Doug Benson’s film “Super High Me” made history in April, setting the record for widest opening for a documentary. Chris Hyams, mastermind of the company behind the grassroots screening program for the film, B-Side, talks with Film Threat about the challenges of today’s film distribution market, finding “undiscovered” films and the audience as exhibitor…
First off, Chris, you’re related to Peter Hyams, correct? The director of one of my favorite, underrated gems “The Star Chamber” (convinced this will be re-made sometime soon… and saw on IMDB that it is)? What was it like growing up in such a filmmaking-friendly environment?
Yes, Peter Hyams is my father, and it was an incredible experience growing up on movie lots. At an early age, I was convinced that I would follow in my father’s footsteps, as my younger brother has. However, at the beginning of my professional career in the business, I began to understand the economics of the industry and the challenges now facing filmmakers. At the same time, I saw how many great independent films were being made and not getting exposure beyond the festival market. All this led me to create B-Side.
Have you entertained the idea of making, or perhaps already have made, some of your own films?
Absolutely. I have a closet full of old Super 8s. While filmmaking was a longtime dream of mine, I’ve pursed some very cool opportunities that ultimately led me back to B-Side, my goal of creating a way for great “undiscovered” films to get exposure to audiences.
My knowledge of B-Side, for quite some time, has been seeing the logo associated with a number of film festival websites. Can you fill myself, and the audience, in on what B-Side does?
B-Side is an entertainment technology company– we capture audience opinions at festivals around the world to discover the hidden gems from the tens of thousands of films produced each year, and we develop alternative programs to market and deliver films to viewers around the world.
We run the web sites for more than 150 festivals, so we have a direct link to the millions of festival attendees, providing us with the world’s largest film focus group. Amazingly, no one has ever truly polled, on a large scale, festival audiences on which films they liked. Of course, this information is highly valuable.

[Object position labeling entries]
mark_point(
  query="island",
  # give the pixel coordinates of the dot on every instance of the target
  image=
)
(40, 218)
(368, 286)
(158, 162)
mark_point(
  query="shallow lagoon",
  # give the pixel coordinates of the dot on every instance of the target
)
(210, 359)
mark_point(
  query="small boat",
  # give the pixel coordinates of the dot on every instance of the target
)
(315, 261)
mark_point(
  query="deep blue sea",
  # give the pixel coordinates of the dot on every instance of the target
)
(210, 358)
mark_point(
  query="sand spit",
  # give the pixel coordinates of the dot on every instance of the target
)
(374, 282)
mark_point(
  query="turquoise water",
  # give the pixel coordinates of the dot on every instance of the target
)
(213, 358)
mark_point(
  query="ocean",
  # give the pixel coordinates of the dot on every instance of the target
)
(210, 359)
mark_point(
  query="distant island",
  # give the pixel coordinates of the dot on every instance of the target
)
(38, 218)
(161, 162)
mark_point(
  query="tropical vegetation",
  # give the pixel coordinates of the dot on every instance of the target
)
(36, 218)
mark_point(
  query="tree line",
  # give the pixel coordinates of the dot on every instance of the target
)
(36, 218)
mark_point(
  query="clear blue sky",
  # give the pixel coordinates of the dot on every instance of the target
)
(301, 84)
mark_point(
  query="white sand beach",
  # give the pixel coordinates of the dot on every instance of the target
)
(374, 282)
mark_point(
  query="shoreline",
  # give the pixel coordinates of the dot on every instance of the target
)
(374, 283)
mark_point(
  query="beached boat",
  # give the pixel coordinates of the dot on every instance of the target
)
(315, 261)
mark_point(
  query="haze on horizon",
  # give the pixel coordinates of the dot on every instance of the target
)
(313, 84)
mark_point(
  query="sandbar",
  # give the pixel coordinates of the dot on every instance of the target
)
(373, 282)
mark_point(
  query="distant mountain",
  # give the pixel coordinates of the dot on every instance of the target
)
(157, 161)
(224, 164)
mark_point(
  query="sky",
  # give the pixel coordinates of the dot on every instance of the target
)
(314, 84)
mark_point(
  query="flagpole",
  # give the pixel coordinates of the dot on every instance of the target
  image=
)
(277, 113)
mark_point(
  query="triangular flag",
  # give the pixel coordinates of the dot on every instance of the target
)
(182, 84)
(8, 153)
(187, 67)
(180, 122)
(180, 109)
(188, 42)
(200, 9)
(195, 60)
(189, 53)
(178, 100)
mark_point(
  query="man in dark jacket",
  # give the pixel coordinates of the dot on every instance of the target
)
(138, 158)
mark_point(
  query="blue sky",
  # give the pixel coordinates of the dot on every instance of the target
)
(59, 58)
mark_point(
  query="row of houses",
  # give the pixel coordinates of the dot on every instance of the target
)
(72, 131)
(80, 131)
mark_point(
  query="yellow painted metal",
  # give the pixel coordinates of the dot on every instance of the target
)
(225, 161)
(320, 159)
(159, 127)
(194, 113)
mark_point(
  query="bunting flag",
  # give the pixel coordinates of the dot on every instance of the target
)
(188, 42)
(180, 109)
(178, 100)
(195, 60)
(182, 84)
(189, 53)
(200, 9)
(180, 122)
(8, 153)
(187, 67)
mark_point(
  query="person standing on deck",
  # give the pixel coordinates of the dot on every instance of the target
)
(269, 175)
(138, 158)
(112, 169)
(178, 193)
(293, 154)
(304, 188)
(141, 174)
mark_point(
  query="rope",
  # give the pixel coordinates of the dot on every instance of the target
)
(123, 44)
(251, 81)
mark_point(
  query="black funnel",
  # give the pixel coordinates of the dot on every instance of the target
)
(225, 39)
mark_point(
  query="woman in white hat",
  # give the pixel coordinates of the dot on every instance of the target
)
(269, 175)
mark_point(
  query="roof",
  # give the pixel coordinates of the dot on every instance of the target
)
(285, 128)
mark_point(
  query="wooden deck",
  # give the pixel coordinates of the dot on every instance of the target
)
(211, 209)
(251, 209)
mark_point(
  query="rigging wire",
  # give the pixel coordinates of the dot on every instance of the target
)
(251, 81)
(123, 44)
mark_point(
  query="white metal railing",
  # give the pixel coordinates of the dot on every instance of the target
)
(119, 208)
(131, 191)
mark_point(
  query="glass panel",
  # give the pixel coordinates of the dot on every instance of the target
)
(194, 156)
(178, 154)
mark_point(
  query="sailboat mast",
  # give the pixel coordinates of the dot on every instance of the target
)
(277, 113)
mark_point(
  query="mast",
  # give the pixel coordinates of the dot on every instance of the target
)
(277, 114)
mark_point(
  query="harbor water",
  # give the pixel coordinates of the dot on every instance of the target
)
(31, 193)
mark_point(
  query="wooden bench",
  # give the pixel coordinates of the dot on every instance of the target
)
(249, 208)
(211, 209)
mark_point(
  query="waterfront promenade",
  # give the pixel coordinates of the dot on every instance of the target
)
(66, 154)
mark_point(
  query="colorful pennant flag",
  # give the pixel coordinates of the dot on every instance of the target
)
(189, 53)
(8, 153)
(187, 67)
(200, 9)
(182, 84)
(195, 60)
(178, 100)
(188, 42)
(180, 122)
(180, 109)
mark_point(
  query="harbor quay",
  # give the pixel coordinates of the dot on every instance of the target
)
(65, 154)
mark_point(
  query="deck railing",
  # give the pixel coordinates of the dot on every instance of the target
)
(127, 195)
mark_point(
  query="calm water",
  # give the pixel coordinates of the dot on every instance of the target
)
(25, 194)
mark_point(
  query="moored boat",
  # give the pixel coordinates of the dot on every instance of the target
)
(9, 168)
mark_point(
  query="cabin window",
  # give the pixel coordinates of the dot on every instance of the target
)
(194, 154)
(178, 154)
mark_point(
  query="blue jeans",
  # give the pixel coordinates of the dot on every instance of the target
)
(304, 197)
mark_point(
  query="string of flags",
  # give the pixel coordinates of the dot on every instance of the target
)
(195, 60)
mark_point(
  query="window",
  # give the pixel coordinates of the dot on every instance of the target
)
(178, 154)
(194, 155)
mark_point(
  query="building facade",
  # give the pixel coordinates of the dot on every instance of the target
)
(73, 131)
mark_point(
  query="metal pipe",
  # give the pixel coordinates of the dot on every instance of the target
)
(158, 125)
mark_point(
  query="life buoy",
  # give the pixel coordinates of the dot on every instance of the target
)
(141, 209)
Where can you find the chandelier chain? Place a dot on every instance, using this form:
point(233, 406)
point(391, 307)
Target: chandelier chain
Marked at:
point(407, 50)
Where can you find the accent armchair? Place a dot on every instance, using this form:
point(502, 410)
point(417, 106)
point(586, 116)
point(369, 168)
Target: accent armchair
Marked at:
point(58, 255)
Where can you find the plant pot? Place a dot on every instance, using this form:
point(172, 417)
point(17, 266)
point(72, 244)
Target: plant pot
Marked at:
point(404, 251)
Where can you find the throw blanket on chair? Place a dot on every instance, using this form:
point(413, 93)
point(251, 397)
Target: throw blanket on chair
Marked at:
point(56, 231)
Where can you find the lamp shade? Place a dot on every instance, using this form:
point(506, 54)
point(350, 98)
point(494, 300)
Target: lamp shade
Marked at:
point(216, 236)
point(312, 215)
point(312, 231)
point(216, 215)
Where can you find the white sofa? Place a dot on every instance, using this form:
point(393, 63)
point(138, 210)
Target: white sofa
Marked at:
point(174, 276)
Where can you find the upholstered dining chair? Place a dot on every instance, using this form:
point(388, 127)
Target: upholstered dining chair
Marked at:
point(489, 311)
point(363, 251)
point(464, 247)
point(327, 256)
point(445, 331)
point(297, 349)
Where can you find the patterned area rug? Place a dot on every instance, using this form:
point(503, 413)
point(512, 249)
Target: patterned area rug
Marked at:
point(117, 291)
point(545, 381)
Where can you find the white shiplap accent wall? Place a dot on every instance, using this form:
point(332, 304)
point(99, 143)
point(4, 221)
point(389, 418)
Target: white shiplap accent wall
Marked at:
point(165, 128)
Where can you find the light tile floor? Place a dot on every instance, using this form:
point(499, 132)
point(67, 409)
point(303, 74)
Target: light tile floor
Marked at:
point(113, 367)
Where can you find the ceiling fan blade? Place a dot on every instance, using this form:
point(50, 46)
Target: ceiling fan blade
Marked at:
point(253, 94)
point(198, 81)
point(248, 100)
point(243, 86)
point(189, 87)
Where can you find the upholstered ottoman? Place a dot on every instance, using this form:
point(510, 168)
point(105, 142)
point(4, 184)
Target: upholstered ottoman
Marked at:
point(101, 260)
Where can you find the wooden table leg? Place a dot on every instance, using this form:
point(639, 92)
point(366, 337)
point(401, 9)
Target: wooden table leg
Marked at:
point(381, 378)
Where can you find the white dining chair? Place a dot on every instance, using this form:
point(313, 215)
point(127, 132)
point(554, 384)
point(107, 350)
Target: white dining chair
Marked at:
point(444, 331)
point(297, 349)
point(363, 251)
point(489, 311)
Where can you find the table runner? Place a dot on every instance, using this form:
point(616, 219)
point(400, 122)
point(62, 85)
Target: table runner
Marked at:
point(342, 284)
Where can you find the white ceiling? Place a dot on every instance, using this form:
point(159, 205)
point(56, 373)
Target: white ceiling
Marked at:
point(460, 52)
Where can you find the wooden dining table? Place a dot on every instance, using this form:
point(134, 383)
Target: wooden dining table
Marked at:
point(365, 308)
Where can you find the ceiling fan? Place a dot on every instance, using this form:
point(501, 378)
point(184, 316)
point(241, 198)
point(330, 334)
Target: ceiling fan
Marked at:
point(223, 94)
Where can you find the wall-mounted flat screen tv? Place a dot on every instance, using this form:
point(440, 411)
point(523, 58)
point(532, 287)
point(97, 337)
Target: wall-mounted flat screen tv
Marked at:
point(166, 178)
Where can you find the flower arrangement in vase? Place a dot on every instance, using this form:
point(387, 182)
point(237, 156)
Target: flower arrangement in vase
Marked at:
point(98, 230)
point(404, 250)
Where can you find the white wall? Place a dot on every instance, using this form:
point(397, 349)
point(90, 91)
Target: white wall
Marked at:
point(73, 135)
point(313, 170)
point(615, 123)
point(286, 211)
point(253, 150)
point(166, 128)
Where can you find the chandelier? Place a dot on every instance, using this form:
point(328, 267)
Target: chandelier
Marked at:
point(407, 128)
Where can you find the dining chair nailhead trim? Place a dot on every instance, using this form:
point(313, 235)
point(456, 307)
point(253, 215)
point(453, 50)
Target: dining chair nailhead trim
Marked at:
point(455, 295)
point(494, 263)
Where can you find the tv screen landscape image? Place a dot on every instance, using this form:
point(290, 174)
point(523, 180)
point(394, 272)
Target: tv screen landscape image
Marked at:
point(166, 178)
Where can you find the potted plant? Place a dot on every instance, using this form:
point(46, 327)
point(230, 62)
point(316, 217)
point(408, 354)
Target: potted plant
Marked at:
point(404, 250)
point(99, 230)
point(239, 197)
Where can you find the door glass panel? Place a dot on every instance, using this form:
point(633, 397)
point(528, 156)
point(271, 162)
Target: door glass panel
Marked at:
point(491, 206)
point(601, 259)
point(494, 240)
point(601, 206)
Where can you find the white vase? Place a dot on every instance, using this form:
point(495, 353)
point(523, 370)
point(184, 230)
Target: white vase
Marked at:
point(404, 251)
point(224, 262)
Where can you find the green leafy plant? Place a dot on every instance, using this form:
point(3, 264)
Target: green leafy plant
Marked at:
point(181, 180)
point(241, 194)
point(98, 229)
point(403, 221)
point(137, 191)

* _Problem requirements_:
Extend the interview with Chris Hyams about B-Side, picking up right after its last sentence. The entries have no connection to the interview.

* _Answer to the task_:
We have also developed alternate marketing initiatives, such as our grassroots screening program, that enables films to generate the same amount of buzz as through a theatrical release in order to prime the pump for the ancillary services, where the money is made today in film. Based on our relationships that we have with festivals, they represent a fantastic channel for grassroots screenings and other programs.
Our grassroots screening program is a technology-powered exhibition service for film distributors that delivers a non-traditional theatrical run by motivating audience members to become exhibitors
How did B-Side come about? What was the impetus behind the creation of the company?
B-Side was my solution to a simple problem. There are great films being shown at more than 4,000 film festivals worldwide each year, that end up falling through the cracks of the traditional model, which selects only a few independent films from just the top independent film festivals. We looked at the data and found that over 50,000 films were going unnoticed. We also discovered that the audiences at these film festivals were not being asked what they thought about the films. Our business is based upon a powerful quote by Billy Wilder – “The audience is never wrong.” We simply use this approach to work to work with film enthusiasts to identify the best “undiscovered” films around the world.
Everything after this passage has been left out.